> **Required action**
Select each line in the entries below that contains the string "clicks" with uppercase and lowercase letters matching. Copy those lines in full.

> **Data**
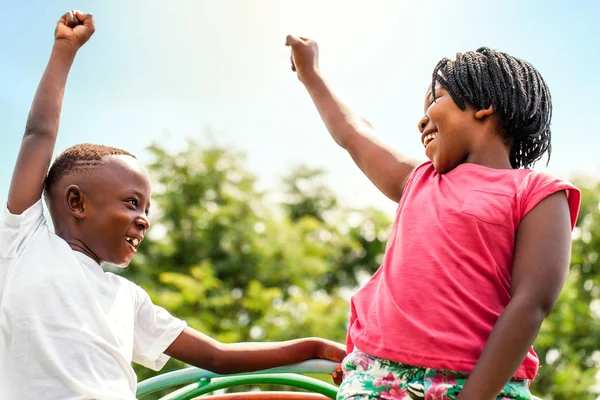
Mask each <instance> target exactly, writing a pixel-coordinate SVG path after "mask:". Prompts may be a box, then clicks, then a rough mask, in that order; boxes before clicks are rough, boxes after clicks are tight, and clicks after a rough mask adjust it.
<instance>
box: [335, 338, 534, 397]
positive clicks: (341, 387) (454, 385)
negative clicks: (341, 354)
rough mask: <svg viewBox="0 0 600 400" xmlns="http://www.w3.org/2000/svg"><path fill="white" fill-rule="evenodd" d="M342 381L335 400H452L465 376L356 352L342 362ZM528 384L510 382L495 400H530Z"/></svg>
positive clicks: (360, 351)
mask: <svg viewBox="0 0 600 400" xmlns="http://www.w3.org/2000/svg"><path fill="white" fill-rule="evenodd" d="M342 370H343V372H344V381H343V382H342V384H341V385H340V389H339V392H338V395H337V400H366V399H390V400H414V399H419V400H454V399H456V397H457V396H458V393H459V392H460V390H461V389H462V387H463V385H464V384H465V381H466V379H467V374H464V373H460V372H453V371H446V370H437V369H431V368H420V367H413V366H410V365H405V364H400V363H397V362H393V361H389V360H384V359H381V358H376V357H372V356H370V355H368V354H365V353H363V352H361V351H359V350H357V349H355V350H354V351H353V352H352V353H350V354H348V356H346V358H345V359H344V361H342ZM528 387H529V381H527V380H516V379H515V380H511V381H510V382H508V383H507V384H506V386H504V389H503V390H502V392H501V393H500V395H499V396H498V397H497V399H498V400H506V399H515V400H530V399H531V394H530V392H529V389H528Z"/></svg>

> **Answer section**
Mask each <instance> target exactly, writing a pixel-coordinate SVG path after "mask:". Prompts may be a box, then clicks, then a rough mask, in that order; boxes before clicks are rough, boxes after clicks are tight, and clicks after a rough mask adjust it.
positive clicks: (341, 387) (454, 385)
negative clicks: (341, 354)
positive clicks: (360, 351)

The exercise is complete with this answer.